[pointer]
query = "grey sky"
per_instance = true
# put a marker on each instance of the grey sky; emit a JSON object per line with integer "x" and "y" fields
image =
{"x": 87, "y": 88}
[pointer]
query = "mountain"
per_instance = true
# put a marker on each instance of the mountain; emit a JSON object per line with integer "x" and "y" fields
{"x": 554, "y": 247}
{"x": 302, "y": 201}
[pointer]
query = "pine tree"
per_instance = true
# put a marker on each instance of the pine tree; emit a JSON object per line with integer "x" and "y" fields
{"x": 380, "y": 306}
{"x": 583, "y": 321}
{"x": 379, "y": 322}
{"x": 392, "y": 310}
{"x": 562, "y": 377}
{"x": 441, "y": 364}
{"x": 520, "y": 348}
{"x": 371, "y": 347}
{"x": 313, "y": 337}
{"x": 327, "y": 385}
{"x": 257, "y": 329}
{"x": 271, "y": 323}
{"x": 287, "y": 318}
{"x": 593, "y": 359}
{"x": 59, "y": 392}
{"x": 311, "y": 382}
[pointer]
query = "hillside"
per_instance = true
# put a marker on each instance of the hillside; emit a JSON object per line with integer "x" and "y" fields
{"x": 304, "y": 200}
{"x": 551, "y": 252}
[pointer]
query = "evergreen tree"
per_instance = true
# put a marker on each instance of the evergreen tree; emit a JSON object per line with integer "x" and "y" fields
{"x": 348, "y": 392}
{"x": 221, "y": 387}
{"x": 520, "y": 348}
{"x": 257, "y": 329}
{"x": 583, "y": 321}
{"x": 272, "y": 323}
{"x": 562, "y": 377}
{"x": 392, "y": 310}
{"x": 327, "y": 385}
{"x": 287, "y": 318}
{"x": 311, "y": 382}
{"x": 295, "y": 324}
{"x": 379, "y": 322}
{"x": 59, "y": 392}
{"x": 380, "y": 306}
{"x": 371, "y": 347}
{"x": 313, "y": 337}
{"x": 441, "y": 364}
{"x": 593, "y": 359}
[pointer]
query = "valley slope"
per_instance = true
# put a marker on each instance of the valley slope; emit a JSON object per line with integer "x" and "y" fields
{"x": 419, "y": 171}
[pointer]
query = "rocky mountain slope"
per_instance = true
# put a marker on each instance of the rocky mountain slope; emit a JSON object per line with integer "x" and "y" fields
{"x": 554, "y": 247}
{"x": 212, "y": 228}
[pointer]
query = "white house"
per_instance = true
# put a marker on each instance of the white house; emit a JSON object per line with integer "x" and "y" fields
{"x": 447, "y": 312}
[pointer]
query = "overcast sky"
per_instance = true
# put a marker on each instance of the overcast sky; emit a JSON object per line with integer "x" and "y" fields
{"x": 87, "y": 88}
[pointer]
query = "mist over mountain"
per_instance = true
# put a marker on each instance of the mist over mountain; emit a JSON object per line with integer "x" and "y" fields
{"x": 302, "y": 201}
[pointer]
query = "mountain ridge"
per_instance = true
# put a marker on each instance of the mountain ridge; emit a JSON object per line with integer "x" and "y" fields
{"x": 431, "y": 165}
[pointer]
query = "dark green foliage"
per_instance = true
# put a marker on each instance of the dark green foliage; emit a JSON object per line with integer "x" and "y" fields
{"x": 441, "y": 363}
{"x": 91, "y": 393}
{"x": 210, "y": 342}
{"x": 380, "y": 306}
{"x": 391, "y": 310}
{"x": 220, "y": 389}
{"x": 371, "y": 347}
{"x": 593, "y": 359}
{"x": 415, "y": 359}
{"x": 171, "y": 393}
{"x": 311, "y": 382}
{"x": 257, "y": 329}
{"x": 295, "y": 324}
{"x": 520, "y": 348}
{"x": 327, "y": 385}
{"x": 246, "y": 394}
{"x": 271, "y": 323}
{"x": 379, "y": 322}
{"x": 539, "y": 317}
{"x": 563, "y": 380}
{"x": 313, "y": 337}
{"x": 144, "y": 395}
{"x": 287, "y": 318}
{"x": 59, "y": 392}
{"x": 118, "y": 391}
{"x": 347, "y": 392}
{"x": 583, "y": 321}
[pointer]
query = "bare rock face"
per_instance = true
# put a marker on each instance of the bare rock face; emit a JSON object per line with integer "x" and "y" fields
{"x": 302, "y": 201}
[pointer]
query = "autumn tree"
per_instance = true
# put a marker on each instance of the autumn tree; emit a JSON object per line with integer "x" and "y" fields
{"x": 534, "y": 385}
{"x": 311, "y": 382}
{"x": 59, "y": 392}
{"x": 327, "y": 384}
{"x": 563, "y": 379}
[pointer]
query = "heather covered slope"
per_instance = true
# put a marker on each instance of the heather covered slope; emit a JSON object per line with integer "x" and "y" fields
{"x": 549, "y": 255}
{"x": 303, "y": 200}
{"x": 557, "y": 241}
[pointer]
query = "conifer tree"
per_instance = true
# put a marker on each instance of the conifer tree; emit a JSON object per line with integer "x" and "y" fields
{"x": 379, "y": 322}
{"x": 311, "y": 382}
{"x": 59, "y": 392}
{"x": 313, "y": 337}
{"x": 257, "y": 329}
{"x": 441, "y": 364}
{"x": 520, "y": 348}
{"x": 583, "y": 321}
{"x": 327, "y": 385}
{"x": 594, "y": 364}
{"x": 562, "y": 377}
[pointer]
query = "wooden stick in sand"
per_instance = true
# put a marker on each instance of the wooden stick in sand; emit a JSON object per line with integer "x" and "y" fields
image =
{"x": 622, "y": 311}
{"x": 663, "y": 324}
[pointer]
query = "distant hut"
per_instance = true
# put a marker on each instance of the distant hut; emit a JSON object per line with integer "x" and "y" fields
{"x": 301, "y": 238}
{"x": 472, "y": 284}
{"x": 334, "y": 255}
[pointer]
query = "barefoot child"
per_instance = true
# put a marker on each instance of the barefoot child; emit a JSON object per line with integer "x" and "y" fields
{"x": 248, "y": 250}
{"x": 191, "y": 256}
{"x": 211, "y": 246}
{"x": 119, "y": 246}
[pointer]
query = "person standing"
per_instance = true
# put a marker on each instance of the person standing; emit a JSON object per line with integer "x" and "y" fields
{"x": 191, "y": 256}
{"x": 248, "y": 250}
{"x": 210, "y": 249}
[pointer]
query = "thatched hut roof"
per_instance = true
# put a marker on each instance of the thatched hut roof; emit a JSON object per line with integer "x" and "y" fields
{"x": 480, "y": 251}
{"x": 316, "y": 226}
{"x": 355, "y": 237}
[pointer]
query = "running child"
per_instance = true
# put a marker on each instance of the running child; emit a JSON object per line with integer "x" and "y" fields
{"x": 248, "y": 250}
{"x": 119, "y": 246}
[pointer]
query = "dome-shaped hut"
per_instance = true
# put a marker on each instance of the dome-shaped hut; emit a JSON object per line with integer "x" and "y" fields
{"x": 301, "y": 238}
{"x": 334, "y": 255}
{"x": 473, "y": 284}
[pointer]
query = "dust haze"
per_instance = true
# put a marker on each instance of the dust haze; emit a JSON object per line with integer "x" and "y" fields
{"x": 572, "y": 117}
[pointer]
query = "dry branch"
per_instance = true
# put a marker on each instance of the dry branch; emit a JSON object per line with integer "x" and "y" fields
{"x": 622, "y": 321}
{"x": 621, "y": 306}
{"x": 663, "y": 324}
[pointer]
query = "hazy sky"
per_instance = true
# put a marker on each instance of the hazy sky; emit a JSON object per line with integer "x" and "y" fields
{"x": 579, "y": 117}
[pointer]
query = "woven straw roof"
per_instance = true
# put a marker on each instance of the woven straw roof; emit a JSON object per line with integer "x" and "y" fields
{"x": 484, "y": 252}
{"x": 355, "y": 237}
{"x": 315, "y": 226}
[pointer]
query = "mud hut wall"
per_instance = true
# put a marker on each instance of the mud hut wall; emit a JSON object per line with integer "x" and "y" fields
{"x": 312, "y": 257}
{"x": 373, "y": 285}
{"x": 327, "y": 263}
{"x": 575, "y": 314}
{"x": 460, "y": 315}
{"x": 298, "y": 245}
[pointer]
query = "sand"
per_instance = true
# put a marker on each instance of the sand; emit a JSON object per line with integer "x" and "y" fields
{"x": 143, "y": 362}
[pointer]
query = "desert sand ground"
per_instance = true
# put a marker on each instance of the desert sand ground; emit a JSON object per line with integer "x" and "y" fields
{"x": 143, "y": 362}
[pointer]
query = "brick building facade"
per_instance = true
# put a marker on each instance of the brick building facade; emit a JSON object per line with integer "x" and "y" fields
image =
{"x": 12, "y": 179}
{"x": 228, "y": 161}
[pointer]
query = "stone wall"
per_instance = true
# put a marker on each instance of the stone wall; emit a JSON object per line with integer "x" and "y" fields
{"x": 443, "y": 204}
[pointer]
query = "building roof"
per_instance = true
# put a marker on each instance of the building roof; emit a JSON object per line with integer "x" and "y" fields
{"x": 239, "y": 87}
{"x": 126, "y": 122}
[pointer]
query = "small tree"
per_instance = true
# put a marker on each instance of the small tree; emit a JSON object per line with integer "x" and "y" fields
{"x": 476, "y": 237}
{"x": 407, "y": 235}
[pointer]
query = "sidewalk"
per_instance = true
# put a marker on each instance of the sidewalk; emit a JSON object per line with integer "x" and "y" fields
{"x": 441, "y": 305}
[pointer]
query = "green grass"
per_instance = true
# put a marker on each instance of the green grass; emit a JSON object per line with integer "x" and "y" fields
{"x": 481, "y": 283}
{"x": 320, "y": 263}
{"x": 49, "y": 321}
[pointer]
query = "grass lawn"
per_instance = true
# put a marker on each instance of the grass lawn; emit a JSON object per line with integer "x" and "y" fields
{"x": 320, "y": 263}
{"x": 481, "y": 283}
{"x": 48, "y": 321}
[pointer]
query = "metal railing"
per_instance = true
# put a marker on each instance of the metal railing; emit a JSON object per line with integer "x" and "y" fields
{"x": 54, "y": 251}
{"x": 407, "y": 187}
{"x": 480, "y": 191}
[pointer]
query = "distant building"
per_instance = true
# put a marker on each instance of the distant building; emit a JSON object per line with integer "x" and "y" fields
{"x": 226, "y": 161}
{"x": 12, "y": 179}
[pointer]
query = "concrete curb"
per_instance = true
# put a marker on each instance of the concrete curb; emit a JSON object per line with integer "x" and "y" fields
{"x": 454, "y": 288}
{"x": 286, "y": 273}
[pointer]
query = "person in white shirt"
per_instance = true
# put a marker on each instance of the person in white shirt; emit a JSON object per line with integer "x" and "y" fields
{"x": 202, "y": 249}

----

Which lines of the listing contain the word "wooden"? Copy each of them.

ANSWER TO THE PROBLEM:
query = "wooden stick in sand"
# put a marker on each instance of the wooden stick in sand; emit a JSON object per line with integer "x" and "y" fields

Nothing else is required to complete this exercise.